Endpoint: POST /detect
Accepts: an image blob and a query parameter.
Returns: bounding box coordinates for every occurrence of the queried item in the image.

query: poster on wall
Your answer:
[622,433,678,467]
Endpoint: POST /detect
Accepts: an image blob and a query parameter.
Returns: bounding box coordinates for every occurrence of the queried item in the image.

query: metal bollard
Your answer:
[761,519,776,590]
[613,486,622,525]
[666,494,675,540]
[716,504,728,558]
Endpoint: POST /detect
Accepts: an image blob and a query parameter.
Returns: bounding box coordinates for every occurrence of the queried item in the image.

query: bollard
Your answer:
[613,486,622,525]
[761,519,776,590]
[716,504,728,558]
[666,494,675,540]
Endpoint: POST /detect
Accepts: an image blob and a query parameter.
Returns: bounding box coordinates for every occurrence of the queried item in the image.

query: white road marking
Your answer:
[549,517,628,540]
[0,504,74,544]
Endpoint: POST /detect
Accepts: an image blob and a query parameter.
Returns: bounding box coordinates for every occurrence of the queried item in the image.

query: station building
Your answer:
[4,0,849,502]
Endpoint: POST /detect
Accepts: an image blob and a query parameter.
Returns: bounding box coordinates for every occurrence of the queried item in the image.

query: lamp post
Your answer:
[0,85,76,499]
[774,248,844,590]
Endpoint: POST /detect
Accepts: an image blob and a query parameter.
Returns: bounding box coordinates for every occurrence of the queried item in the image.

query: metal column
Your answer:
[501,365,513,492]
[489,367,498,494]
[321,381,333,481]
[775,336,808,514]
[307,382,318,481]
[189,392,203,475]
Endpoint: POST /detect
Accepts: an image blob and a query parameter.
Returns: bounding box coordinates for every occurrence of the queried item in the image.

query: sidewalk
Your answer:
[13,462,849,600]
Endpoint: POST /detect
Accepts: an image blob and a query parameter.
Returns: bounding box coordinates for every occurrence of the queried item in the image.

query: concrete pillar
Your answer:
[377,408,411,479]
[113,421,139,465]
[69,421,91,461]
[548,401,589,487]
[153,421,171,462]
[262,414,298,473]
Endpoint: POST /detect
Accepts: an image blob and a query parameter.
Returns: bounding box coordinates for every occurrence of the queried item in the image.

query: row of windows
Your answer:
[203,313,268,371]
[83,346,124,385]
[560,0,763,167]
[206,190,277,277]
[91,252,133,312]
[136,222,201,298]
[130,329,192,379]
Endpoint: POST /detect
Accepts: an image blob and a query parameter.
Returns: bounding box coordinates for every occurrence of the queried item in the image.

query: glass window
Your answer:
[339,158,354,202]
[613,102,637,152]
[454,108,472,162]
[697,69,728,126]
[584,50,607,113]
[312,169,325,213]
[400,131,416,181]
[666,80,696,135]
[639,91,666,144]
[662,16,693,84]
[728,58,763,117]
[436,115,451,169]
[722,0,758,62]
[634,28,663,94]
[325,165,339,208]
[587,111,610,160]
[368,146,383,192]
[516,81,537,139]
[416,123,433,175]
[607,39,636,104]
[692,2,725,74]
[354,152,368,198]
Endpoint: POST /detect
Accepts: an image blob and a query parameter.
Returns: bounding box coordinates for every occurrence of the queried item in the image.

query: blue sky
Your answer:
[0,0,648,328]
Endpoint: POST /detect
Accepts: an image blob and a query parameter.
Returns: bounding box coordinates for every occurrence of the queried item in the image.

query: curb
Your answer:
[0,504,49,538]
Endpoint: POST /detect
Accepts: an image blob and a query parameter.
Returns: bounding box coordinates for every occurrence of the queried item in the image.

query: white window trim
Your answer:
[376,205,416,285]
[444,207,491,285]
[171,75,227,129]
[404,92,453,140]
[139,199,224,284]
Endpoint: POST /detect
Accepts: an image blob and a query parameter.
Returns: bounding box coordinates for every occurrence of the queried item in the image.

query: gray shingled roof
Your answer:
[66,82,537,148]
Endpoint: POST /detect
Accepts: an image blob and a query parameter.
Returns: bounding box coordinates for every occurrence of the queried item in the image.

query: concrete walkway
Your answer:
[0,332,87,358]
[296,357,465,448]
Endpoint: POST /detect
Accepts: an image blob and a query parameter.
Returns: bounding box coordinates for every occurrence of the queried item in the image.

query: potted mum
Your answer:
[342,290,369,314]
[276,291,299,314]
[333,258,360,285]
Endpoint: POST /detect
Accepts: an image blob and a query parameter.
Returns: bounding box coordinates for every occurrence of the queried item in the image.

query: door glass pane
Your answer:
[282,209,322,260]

Stated problem
Convert every line of the material above into a JSON list of strings, one string per line, and leave out the blank lines.

Solution to the problem
[
  "Endpoint: POST /detect",
  "Accepts: an image blob and a query parameter.",
  "Returns: bounding box coordinates for every occurrence of the queried item in the image.",
  "query: poster on wall",
  "Your answer:",
  "[622,433,678,467]",
  "Endpoint: POST /detect",
  "Accepts: an image blob and a query parameter.",
  "Returns: bounding box coordinates for every occurrence of the queried item in the image.",
  "query: metal bollard",
  "Your answer:",
  "[761,519,776,590]",
  "[613,486,622,525]",
  "[666,494,675,540]",
  "[716,504,728,558]",
  "Endpoint: POST /detect",
  "Accepts: an image blob and a query parameter.",
  "Returns: bounding box coordinates for every occurrence of the queried item in the image.",
  "query: bollard",
  "Your answer:",
  "[613,486,622,525]",
  "[761,519,776,590]",
  "[716,504,728,558]",
  "[666,494,675,540]",
  "Endpoint: POST /detect",
  "Accepts: an image blob and a query parameter.",
  "Returns: bounding box coordinates for every occurrence of the queried item in the image.",
  "query: white road marking",
  "Your answer:",
  "[549,517,628,540]",
  "[0,504,74,544]",
  "Endpoint: POST /detect",
  "Accepts: an image blob and a query parameter.",
  "Returns: bounding box coordinates for every occurrence of the queried item in the image.",
  "query: station building",
  "Your answer:",
  "[4,0,849,502]",
  "Endpoint: POST /detect",
  "Accepts: an image blob and a query parameter.",
  "Returns: bounding box coordinates for every occurrence of the queried item in the image.",
  "query: lamp post",
  "Your answer:",
  "[0,85,76,499]",
  "[774,248,844,590]",
  "Endpoint: POST /detect",
  "Accepts: an image blob and a query parameter.",
  "Returns: bounding box coordinates for every occurrence of the queried item in the image.",
  "query: metal column",
  "Your answer:",
  "[501,365,513,492]",
  "[489,367,498,494]",
  "[321,381,333,481]",
  "[775,336,808,514]",
  "[307,382,318,481]",
  "[189,392,203,475]",
  "Endpoint: POST /detect",
  "Accepts: an image blob and a query parameter.",
  "Returns: bounding box coordinates for every occurrence of the queried item in the image.",
  "query: sidewalk",
  "Your answer:",
  "[13,462,849,600]",
  "Endpoint: POST /detect",
  "Accepts: an image blob and a query parameter.",
  "Returns: bounding box coordinates for every occurrence of the queried item in the image.",
  "query: concrete pillar",
  "Your answer:",
  "[377,408,411,479]",
  "[113,421,139,465]",
  "[69,421,91,461]",
  "[548,401,589,487]",
  "[153,421,171,462]",
  "[262,414,298,473]",
  "Endpoint: POST /detect",
  "Accepts: an image blob and a query parameter.",
  "Returns: bounding box coordinates for every occurrence of the queried item in the image.",
  "query: row of windows",
  "Your answer:",
  "[203,313,268,371]",
  "[83,346,124,385]",
  "[560,0,763,167]",
  "[206,190,277,277]",
  "[91,252,133,312]",
  "[136,222,201,298]",
  "[130,329,192,379]",
  "Endpoint: POST /detect",
  "Accepts: an image blob and a query parameter.",
  "Returns: bounding box coordinates for every occurrence of the queried item in the image.",
  "query: glass window",
  "Your answer:",
  "[339,158,354,202]",
  "[613,102,637,152]",
  "[454,108,472,162]",
  "[697,69,728,126]",
  "[584,50,607,113]",
  "[312,169,325,213]",
  "[400,131,416,181]",
  "[666,80,696,135]",
  "[639,91,666,144]",
  "[662,16,693,84]",
  "[728,58,763,117]",
  "[436,115,451,169]",
  "[722,0,758,62]",
  "[634,28,663,94]",
  "[325,165,339,208]",
  "[587,111,610,160]",
  "[368,146,383,192]",
  "[516,81,537,139]",
  "[416,123,433,175]",
  "[607,39,636,104]",
  "[692,2,725,74]",
  "[354,152,368,198]",
  "Endpoint: POST /detect",
  "Accepts: an image blob and a query parameter.",
  "Returns: bounding box coordinates for every occurrence of the queried item in the image.",
  "query: blue sky",
  "Your answer:",
  "[0,0,648,328]",
  "Endpoint: POST /detect",
  "Accepts: an image blob and a query parameter.",
  "Returns: bounding box coordinates for every occurrence of the queried item in the image.",
  "query: curb",
  "Your answer:",
  "[0,504,49,538]",
  "Endpoint: POST /detect",
  "Accepts: an image blob and a query parameter.",
  "Returns: bounding box coordinates for every occurrence of the queried item in the image.",
  "query: white window trim",
  "Your answer:",
  "[376,205,416,285]",
  "[444,207,491,285]",
  "[171,75,227,129]",
  "[404,92,453,140]",
  "[139,199,224,284]",
  "Endpoint: POST /detect",
  "Accepts: an image blob and a query parameter.",
  "Returns: bounding box coordinates for every occurrence of the queried item in the image.",
  "query: gray shingled roof",
  "Your answer:",
  "[66,82,537,148]",
  "Endpoint: POST /detect",
  "Accepts: an image blob and a query parameter.",
  "Returns: bounding box coordinates for every occurrence of the queried item in the image.",
  "query: concrete walkway",
  "Your answer:",
  "[0,332,87,358]",
  "[296,357,465,448]",
  "Endpoint: POST /detect",
  "Accepts: an image blob and a query parameter.",
  "Returns: bounding box coordinates for every occurrence of the queried item in the image.",
  "query: potted mum",
  "Your answer:",
  "[342,290,369,314]",
  "[276,291,299,314]",
  "[333,258,360,285]",
  "Endpoint: POST /detect",
  "Accepts: an image blob and a query parameter.",
  "Returns: bounding box coordinates for every occurrence of the queried item in the image.",
  "query: door glass pane",
  "Your answer:",
  "[282,209,322,260]"
]